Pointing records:
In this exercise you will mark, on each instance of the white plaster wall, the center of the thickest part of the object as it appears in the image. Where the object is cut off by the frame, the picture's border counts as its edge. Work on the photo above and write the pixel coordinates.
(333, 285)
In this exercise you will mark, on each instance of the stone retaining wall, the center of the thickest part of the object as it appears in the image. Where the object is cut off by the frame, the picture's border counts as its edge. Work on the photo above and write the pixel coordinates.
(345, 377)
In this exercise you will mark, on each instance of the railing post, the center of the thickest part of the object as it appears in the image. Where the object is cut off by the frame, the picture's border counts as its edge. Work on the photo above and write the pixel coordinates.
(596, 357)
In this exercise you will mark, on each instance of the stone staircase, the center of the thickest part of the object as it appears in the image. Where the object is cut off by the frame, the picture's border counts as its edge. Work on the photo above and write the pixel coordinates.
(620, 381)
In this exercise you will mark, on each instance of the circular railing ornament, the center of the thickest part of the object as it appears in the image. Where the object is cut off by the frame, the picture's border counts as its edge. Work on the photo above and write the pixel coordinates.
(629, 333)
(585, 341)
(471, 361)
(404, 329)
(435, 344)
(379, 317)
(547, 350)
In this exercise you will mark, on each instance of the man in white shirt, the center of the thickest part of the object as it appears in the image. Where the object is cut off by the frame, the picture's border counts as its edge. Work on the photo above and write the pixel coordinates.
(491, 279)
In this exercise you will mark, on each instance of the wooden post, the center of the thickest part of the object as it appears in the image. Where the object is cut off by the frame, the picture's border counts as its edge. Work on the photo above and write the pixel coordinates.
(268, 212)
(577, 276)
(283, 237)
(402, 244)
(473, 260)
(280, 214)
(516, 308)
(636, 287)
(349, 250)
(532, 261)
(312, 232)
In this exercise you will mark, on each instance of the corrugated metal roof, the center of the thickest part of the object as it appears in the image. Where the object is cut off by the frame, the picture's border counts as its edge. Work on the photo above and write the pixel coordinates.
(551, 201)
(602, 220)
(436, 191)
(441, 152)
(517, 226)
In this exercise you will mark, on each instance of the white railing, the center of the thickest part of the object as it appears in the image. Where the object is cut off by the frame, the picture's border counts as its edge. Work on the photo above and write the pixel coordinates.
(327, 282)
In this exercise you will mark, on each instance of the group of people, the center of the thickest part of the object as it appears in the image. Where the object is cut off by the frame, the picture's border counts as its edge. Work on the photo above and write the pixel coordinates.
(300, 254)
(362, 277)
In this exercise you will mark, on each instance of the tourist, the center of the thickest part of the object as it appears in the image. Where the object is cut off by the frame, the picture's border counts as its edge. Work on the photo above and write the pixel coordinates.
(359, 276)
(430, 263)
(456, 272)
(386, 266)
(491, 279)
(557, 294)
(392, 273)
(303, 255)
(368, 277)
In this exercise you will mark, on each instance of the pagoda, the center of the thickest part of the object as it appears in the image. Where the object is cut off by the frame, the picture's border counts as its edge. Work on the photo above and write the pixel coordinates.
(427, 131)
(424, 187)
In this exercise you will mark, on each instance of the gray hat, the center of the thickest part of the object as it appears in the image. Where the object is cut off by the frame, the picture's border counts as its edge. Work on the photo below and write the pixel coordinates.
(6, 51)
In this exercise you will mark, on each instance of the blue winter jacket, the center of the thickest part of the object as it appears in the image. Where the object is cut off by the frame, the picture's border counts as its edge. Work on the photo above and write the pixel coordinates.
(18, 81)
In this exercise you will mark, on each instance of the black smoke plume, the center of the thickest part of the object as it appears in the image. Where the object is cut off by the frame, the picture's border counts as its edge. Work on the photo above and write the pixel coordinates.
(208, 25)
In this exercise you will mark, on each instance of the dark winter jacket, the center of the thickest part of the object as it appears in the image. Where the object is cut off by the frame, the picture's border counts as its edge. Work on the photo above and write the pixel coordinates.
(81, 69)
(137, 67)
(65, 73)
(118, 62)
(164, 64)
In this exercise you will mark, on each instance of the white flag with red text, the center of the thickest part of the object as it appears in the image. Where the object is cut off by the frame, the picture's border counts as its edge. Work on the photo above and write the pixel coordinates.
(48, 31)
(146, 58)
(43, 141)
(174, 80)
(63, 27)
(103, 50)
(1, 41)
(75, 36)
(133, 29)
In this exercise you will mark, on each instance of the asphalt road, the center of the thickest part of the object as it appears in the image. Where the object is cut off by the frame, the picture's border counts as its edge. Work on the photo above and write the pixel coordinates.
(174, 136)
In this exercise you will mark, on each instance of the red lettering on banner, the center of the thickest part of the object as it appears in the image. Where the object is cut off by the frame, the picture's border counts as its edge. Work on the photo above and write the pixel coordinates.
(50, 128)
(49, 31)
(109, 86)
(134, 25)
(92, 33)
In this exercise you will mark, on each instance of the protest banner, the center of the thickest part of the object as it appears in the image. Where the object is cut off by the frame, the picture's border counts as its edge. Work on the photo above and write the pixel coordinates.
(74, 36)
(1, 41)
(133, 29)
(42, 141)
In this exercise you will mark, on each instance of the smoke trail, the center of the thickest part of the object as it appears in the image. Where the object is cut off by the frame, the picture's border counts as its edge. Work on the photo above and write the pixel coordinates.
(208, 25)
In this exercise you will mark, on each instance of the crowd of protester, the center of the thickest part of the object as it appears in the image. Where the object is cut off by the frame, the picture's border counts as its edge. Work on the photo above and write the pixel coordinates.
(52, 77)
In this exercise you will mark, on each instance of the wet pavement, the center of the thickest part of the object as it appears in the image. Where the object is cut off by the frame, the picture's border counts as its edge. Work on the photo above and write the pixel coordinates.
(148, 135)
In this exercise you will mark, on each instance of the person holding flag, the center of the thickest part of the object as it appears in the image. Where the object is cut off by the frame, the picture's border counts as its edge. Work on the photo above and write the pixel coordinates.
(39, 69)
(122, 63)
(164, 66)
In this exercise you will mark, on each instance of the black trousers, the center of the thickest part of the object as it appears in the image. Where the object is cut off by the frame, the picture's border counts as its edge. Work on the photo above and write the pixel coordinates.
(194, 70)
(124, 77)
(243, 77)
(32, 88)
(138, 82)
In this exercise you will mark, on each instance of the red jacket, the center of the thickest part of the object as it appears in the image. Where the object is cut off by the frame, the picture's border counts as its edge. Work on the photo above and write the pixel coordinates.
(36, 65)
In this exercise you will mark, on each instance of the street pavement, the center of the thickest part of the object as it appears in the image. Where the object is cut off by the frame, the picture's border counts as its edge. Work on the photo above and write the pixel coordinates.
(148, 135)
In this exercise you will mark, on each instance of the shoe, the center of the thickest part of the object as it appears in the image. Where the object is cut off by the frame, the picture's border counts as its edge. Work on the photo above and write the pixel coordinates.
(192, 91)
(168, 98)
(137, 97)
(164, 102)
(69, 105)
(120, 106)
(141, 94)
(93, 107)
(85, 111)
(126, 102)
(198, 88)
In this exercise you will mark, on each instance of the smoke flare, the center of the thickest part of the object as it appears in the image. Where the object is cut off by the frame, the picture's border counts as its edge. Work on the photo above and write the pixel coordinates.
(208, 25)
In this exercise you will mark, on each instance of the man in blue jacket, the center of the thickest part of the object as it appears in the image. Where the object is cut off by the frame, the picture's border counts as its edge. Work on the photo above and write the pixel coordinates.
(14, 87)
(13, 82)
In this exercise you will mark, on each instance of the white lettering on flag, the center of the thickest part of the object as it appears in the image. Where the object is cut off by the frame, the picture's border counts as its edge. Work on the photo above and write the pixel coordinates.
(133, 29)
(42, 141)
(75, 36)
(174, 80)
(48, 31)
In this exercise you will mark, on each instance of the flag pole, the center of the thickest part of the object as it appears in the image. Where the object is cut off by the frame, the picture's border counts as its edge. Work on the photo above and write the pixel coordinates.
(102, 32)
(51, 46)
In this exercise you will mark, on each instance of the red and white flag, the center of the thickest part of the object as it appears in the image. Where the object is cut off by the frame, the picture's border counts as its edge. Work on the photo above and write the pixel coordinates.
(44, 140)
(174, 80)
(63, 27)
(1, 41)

## [THE TASK]
Starting at the line that contains "of the flag", retype each line through the end of the listing above and nothing else.

## [REPLY TO THE EXERCISE]
In this exercise you will mark, on each instance of the flag pole, the center of the thickest part of the object as it appears in the image. Where the object is cut off by the frame, the picture's border counts as its edge. Work on the photo above and write the pixel coordinates.
(102, 32)
(51, 46)
In this exercise you will mark, on each instance of the red and white flag, the center of the thickest part of the object as it appears in the image. Where the object is cut off by the frame, the picture's border counts as its edge. Work on the photo above and write the pixel coordinates.
(44, 140)
(174, 80)
(63, 27)
(1, 41)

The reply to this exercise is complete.